(Testo di riferimento):
* * * * * * * * *

Il parallelo tra Assange e Burke ha del ridicolo, visto che il secondo non era affatto “ingiustamente detenuto”: aveva disatteso, più volte, una specifica ordinanza.

Crudelini racconta i fatti così:

…è il maggio 2022 e il professor Enoch Burke viene sospeso a tempo indeterminato dal collegio della Chiesa d’Irlanda. Il motivo? Il docente ha usato il pronome sbagliato nei confronti di una sua alunna, anzi di un suo alunno che era nella fase di cosiddetta transizione sessuale. Invece di usare il neutro “they”, che corrisponde all’italiano “voi”, ha usato il maschile “he” che corrisponde a “lui”.

Tanto è bastato per far scattare la segnalazione alla scuola da parte del ragazzo o ragazza che dir si voglia e dei genitori. E l’istituto ha deciso così di adeguarsi all’ideologia dell’alunno, non solo sospendendo Burke, ma vietandogli l’accesso all’interno dell’edificio scolastico, come se fosse un molestatore qualsiasi.

Il docente ha però deciso di disattendere l’ordinanza, recandosi dentro l’edificio e venendo così arrestato: “Sono un insegnante e non voglio andare in prigione. Oggi volevo stare nella mia aula, e questo è il motivo per cui sono stato arrestato”, aveva detto Burke in quell’occasione.

Cerchiamo di analizzare i fatti. Le fonti che abbiamo rintracciato sono la BBC e l’Irish Times.

Partiamo con Irish Times che spiega l’antefatto, che risale al 2022:

La scuola lo ha (aveva) messo in congedo amministrativo retribuito a settembre in attesa di un procedimento disciplinare derivante dal suo comportamento durante un evento scolastico lo scorso giugno, dove aveva pubblicamente interrogato l’allora preside in merito a una precedente disposizione data agli insegnanti che prevedeva di rivolgersi a un alunno in transizione con il nome scelto e usando il pronome “they” (loro).

Quindi abbiamo un insegnante che ha scelto di attaccare pubblicamente il proprio preside e la struttura in cui lavora, e che per questo è stato sospeso dall’insegnamento in quella scuola in attesa di un procedimento disciplinare che decida se sia il caso licenziarlo o meno. L’insegnante però decide di ignorare la sospensione e continua a recarsi a scuola, scuola che a quel punto lo denuncia alla magistratura per avviare un processo. Non è una questione di “trattarlo come un molestatore”, ma se un’azienda – la scuola, di fatto, in questi casi funziona come un’azienda, e gli insegnanti sono i dipendenti della stessa – decide per la sospensione dal lavoro di un dipendente e lui continua a recarsi al lavoro è abbastanza normale che l’azienda intervenga in maniera più diretta, anche coinvolgendo le forze dell’ordine. In questo caso l’insegnante, sostenendo che la sospensione violasse il suo credo religioso e la sua coscienza, ha continuato ad andare a scuola nelle ore previste dal suo contratto. La scuola pertanto ha avviato una denuncia nei suoi confronti, denuncia che è stata presa in carico da un tribunale. La denuncia quindi non ha nulla a che vedere con la scelta di non usare il pronome “they”, bensì col fatto che l’insegnante ha continuato a presentarsi in un luogo da cui era stato allontanato.

* * * * * * * * *

(Istruzioni dell'esercizio):
**A)** Copia dal testo sul caso Burke il passaggio che comincia con "Tanto è bastato" e termina con "Burke in quell’occasione.".
**B)** Quali fonti sono state rintracciate per analizzare i fatti, secondo il testo sul caso Burke?
**C)** Come si traduce in inglese questa frase del testo sul caso Burke: "La scuola pertanto ha avviato una denuncia nei suoi confronti, denuncia che è stata presa in carico da un tribunale."?
Per svolgere l'esercizio i dati non servono.

(Dati forniti):
* * * * * * * * *

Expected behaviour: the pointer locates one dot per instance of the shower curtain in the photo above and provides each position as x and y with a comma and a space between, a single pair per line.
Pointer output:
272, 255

* * * * * * * * *

(Risposte attese):
**A)**
Tanto è bastato per far scattare la segnalazione alla scuola da parte del ragazzo o ragazza che dir si voglia e dei genitori. E l’istituto ha deciso così di adeguarsi all’ideologia dell’alunno, non solo sospendendo Burke, ma vietandogli l’accesso all’interno dell’edificio scolastico, come se fosse un molestatore qualsiasi.

Il docente ha però deciso di disattendere l’ordinanza, recandosi dentro l’edificio e venendo così arrestato: “Sono un insegnante e non voglio andare in prigione. Oggi volevo stare nella mia aula, e questo è il motivo per cui sono stato arrestato”, aveva detto Burke in quell’occasione.

**B)** La BBC e l'Irish Times.

**C)** The school therefore filed a complaint against him, a complaint that was taken up by a court.